**ITEMS**.
.....

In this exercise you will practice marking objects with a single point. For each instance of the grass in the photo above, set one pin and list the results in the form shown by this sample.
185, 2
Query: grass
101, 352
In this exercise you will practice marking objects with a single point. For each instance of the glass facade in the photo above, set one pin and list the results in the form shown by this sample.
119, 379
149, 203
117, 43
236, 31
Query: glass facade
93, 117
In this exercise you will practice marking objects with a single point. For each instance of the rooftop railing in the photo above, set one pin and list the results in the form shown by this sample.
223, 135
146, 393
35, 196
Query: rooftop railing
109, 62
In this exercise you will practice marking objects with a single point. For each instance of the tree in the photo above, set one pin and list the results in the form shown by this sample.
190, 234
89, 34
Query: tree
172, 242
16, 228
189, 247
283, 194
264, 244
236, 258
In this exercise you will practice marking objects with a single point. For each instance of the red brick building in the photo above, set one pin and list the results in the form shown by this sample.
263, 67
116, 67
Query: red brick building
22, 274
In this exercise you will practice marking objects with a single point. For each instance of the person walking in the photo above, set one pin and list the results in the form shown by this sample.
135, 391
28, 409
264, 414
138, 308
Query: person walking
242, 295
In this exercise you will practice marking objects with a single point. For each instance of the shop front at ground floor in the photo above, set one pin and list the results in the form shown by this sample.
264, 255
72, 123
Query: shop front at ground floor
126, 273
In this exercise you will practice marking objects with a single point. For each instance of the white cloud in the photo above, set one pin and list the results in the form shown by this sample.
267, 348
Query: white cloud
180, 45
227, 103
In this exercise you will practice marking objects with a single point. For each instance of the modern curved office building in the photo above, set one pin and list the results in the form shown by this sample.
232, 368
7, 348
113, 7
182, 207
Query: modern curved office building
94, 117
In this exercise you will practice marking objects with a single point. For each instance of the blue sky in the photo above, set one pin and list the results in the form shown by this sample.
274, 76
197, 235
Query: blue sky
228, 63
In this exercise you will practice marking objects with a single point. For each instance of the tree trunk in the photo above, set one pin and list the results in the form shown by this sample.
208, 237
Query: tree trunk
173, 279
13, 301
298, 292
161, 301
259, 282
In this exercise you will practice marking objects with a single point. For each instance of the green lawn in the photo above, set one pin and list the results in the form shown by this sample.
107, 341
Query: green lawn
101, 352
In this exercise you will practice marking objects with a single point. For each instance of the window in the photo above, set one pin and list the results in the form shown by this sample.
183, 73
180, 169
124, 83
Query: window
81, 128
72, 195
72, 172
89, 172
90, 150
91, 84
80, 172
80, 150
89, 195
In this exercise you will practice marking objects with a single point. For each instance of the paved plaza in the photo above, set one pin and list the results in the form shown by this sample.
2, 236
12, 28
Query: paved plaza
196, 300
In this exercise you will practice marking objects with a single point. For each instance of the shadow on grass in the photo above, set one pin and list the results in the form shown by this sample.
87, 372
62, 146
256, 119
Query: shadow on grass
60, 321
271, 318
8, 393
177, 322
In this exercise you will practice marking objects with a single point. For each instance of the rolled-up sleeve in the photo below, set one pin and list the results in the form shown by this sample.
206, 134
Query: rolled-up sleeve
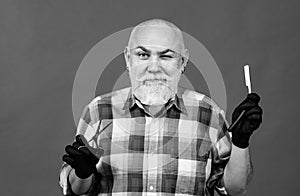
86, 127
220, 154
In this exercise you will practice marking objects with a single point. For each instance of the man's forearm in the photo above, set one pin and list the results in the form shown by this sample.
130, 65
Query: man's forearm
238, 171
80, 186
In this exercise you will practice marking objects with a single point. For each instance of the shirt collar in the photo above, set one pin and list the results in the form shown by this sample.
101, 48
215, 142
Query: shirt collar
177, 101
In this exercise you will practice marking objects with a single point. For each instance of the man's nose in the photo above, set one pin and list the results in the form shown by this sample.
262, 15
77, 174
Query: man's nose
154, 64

.....

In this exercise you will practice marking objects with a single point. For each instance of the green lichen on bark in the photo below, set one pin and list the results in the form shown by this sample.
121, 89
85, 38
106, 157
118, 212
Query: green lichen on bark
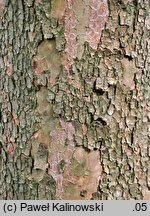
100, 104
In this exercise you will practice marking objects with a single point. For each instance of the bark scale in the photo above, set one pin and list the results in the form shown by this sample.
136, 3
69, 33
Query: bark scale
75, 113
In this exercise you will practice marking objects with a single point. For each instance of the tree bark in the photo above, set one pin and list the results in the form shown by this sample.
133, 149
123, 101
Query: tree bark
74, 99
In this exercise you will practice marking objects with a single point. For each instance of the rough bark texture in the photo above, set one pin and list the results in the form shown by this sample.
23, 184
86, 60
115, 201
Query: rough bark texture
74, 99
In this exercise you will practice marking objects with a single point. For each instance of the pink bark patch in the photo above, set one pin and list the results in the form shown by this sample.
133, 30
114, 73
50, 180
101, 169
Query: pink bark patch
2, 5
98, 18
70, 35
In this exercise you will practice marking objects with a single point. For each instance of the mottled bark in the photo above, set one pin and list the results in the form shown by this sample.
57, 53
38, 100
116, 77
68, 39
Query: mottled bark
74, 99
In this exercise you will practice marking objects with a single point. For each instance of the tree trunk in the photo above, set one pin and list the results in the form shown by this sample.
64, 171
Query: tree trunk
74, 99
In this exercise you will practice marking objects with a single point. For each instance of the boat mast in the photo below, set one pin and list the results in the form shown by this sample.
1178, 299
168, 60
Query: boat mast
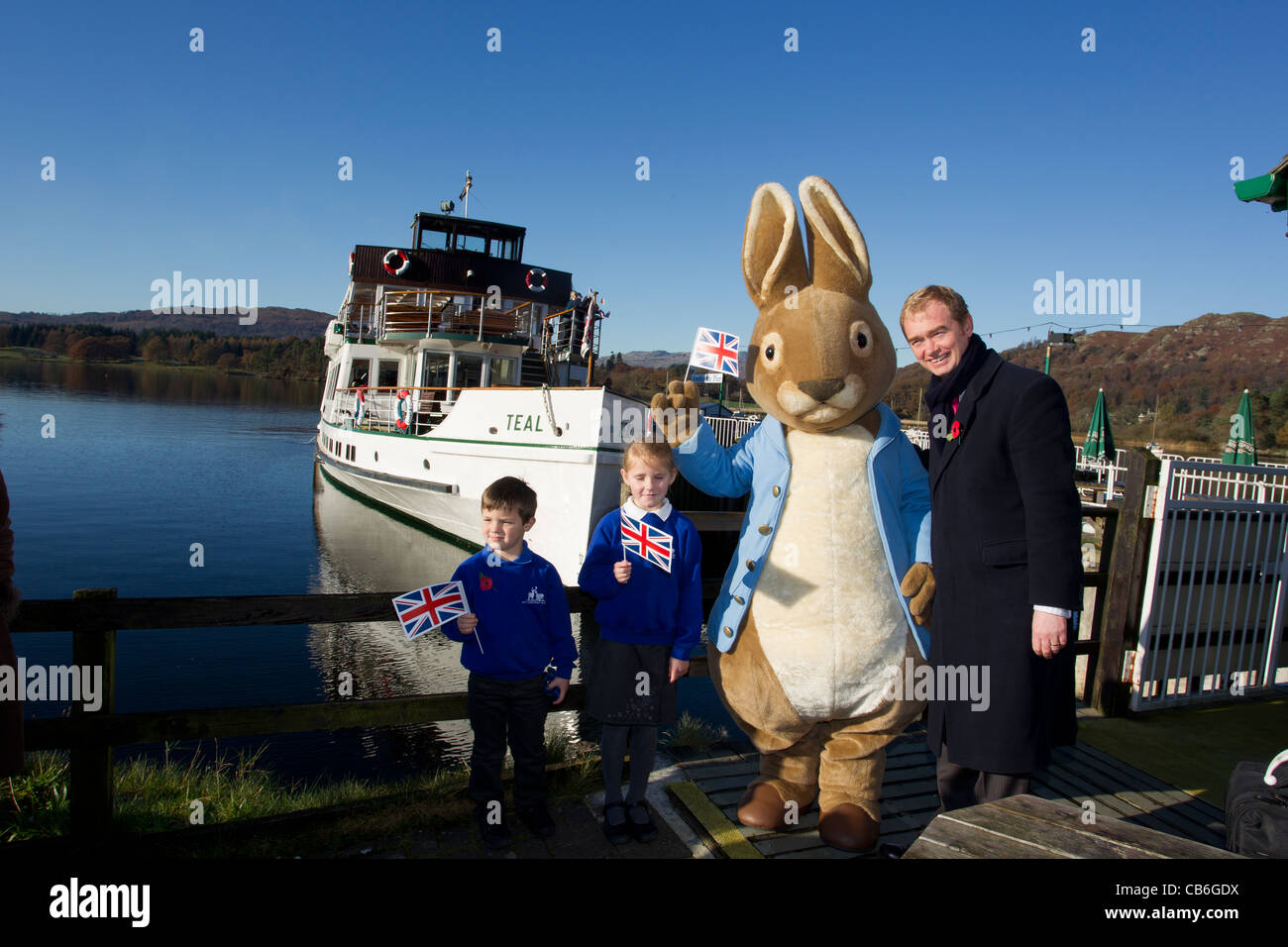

.....

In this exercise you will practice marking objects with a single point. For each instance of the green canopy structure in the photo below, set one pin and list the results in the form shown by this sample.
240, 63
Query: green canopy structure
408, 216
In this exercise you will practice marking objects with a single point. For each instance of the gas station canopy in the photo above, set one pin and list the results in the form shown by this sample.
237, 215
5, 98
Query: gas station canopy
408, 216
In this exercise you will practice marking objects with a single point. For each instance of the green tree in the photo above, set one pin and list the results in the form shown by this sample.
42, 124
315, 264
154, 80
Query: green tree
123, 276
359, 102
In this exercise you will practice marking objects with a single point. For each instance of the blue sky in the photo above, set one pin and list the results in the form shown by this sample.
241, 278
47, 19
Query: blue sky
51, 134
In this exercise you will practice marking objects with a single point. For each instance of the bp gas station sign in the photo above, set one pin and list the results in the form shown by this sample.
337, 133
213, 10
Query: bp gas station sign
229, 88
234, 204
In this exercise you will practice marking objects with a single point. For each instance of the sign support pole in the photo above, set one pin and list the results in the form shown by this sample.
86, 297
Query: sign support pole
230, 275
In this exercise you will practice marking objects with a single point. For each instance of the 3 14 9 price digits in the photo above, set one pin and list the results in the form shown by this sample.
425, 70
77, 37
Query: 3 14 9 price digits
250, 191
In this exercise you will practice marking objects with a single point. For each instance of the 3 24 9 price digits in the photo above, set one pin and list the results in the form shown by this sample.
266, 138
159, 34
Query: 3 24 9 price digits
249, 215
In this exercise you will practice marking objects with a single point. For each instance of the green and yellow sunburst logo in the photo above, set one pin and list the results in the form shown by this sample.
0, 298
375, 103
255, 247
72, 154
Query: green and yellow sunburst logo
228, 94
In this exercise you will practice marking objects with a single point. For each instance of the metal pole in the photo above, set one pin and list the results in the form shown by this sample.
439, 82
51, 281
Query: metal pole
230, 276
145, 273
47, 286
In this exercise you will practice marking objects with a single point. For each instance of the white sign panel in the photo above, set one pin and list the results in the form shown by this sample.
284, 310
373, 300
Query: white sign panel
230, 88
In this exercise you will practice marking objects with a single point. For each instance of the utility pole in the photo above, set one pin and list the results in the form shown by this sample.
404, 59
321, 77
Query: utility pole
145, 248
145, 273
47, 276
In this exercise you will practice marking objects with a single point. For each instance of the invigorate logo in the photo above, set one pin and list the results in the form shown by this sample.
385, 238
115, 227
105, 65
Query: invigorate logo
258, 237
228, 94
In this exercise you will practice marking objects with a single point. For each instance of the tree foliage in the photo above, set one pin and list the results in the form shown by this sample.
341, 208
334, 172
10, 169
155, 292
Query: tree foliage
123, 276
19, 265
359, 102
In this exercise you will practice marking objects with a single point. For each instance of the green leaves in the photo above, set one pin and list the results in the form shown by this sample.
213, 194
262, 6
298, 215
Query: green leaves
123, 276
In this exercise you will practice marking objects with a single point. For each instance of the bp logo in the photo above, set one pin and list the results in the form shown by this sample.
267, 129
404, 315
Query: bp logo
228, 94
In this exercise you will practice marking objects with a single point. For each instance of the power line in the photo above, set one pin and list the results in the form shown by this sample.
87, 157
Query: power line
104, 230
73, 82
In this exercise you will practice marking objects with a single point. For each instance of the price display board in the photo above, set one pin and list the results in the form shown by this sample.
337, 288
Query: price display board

.....

**TASK**. Report every line in the items above that contains the word "ground", copying each such line in full.

**WRITTEN RESPONSE**.
In this exercise you will practice marking objects with a single point. For each instance of the shop front at ground floor in the photo above, set one pin and list the results in the form shown by this sample.
Query: shop front at ground floor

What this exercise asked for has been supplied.